JOB | Edit every one of the items below by swapping each "Reviewer note" for "Checker note". Leave everything else as it is.

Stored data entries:

▬▬▬▬▬▬▬▬▬▬

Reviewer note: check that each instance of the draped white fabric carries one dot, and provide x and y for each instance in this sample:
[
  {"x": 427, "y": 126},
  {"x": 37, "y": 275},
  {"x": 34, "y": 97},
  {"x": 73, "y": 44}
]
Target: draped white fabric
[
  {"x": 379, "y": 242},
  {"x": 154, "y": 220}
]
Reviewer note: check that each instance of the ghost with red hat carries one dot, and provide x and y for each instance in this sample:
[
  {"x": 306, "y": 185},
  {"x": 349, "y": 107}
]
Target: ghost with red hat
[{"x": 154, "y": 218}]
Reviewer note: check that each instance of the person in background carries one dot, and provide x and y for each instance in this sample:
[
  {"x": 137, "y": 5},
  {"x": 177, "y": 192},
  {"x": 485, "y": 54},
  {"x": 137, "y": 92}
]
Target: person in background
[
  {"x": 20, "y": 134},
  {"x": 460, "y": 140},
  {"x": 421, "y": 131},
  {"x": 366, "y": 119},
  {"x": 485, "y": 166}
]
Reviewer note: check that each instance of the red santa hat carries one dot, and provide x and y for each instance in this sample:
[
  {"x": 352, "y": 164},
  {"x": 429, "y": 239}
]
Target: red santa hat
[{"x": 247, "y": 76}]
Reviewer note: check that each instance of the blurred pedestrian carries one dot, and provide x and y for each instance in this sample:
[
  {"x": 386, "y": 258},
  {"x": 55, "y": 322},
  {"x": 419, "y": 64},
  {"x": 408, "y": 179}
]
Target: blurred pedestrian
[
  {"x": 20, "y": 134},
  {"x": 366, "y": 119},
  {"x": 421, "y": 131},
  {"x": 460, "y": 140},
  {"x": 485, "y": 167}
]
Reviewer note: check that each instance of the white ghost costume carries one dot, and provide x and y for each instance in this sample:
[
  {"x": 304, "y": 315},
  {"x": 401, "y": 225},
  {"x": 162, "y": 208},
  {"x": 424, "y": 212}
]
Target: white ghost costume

▬▬▬▬▬▬▬▬▬▬

TASK RESULT |
Checker note: check that each instance of the draped white fabric carries one dot, and provide x and y for each instance in this sample:
[
  {"x": 427, "y": 126},
  {"x": 37, "y": 275},
  {"x": 34, "y": 97},
  {"x": 73, "y": 44}
]
Target: draped white fabric
[
  {"x": 379, "y": 242},
  {"x": 154, "y": 220}
]
Checker note: check that each instance of the ghost with red hat carries one dot, and provide x and y for each instance in this sample:
[
  {"x": 306, "y": 185},
  {"x": 349, "y": 107}
]
Target: ghost with red hat
[{"x": 154, "y": 218}]
Checker note: check that each instance of the person in background carries one dot, and provide x and y for each instance in this sample:
[
  {"x": 137, "y": 5},
  {"x": 177, "y": 192},
  {"x": 485, "y": 54},
  {"x": 137, "y": 92}
]
Target: person in background
[
  {"x": 20, "y": 134},
  {"x": 460, "y": 140},
  {"x": 421, "y": 131},
  {"x": 366, "y": 119},
  {"x": 485, "y": 166}
]
Checker note: check that each instance of the red santa hat carries one dot, and provide x and y for each instance in this sample:
[
  {"x": 352, "y": 164},
  {"x": 429, "y": 239}
]
Target: red santa hat
[{"x": 247, "y": 76}]
Checker note: check that each instance of the blurred pedestrian carries one dot, and provide x and y for each instance in this sample:
[
  {"x": 386, "y": 258},
  {"x": 55, "y": 322},
  {"x": 419, "y": 64},
  {"x": 408, "y": 179}
]
Target: blurred pedestrian
[
  {"x": 20, "y": 134},
  {"x": 366, "y": 119},
  {"x": 421, "y": 131},
  {"x": 460, "y": 140},
  {"x": 485, "y": 167}
]
Checker note: check that each instance of the white ghost costume carries one dot, and provide x and y for each instance in this sample:
[
  {"x": 304, "y": 315},
  {"x": 401, "y": 225},
  {"x": 162, "y": 208},
  {"x": 424, "y": 212}
]
Target: white ghost costume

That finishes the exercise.